EXTRACTED MATERIAL –

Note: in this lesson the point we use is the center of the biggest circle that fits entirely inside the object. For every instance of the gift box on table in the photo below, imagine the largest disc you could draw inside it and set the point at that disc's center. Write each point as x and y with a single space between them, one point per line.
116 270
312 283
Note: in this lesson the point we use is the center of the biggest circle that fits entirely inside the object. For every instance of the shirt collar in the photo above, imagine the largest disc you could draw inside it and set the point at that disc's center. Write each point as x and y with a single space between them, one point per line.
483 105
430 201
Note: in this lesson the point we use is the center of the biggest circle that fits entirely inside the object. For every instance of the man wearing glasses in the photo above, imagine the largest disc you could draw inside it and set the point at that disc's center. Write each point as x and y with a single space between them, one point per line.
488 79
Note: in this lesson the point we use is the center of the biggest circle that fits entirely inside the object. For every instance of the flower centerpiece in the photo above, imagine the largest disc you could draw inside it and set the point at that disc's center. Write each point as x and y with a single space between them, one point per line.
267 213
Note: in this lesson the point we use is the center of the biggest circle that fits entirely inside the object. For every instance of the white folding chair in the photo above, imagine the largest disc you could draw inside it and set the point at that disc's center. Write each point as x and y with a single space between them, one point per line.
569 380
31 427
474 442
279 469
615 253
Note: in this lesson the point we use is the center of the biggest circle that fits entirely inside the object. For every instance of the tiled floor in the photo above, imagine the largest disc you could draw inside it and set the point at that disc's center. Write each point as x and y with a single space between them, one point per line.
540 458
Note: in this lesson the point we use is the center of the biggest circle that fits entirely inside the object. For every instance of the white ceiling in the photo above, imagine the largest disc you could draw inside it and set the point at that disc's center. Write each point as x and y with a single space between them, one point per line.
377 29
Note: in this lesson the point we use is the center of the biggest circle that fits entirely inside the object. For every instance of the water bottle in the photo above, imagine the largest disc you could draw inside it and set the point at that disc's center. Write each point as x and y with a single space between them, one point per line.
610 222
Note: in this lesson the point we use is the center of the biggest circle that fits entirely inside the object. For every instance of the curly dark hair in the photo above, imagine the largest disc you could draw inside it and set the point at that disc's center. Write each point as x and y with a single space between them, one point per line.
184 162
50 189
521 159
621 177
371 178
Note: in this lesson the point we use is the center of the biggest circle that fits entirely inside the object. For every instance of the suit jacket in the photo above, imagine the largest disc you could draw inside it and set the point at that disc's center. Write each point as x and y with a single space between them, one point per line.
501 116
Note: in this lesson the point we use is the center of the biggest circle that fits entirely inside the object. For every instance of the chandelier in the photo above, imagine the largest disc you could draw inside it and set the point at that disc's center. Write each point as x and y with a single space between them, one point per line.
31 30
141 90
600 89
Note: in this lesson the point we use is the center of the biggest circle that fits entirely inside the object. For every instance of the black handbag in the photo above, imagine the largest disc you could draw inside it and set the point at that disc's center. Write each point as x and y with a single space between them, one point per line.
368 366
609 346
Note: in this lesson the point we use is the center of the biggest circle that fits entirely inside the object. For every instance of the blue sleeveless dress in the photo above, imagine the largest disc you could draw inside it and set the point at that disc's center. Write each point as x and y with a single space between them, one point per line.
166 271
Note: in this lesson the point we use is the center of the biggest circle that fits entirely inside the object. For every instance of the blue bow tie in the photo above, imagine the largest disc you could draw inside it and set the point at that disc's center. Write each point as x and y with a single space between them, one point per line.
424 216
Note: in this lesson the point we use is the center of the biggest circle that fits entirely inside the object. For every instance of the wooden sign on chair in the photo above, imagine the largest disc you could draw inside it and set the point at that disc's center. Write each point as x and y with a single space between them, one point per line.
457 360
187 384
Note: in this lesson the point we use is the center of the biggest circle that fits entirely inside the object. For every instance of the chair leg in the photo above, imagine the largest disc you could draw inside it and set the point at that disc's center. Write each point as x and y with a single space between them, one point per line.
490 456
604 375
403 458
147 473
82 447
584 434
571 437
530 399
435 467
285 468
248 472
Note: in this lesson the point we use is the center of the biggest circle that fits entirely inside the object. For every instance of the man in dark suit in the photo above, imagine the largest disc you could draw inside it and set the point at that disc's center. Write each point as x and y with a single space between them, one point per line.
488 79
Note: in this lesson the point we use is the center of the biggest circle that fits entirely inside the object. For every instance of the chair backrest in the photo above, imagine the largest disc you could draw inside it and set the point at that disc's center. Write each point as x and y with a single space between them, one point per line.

THE PROBLEM – Find the line containing "of the wooden". Reproduce it exactly, along with every line after it through the last.

SOLUTION TO THE EXERCISE –
Note: in this lesson the point we use is the center of the biggest circle that fits entirely inside the object. For every instance of the wooden sign on chair in the photo above, imagine the largest disc you could draw inside it and set the point at that disc's center. Write each point as x and y with a single space between them, one point per line.
457 360
187 384
Note: in this lesson the point we use is the center of the biggest circle that fits entirely inside the object. For every instance of the chair leg in the photo above, imagine the largest disc you could draw inside it and set the point at that disc's center. Write each point as x and y with a single space between them, one point per line.
490 456
604 375
403 458
147 473
82 447
584 434
571 437
530 399
435 467
285 468
248 472
Note: in this lesson the point we use is the center of the biggest circle that fits entirely inside the object. For every instance of the man in dark suit in the photo above, imagine the largest disc you could draw inside it and set the point at that disc's center. Write each point as x and y with a single space between them, one point per line.
488 79
Note: in this lesson the point we use is the center of the biggest circle that fits entirely inside the object. For every instance of the chair backrest in the photo above, imagine the largest disc you could draw inside it and set the point at that disc's center. Write each point as x and y with a single space between them, one point per line.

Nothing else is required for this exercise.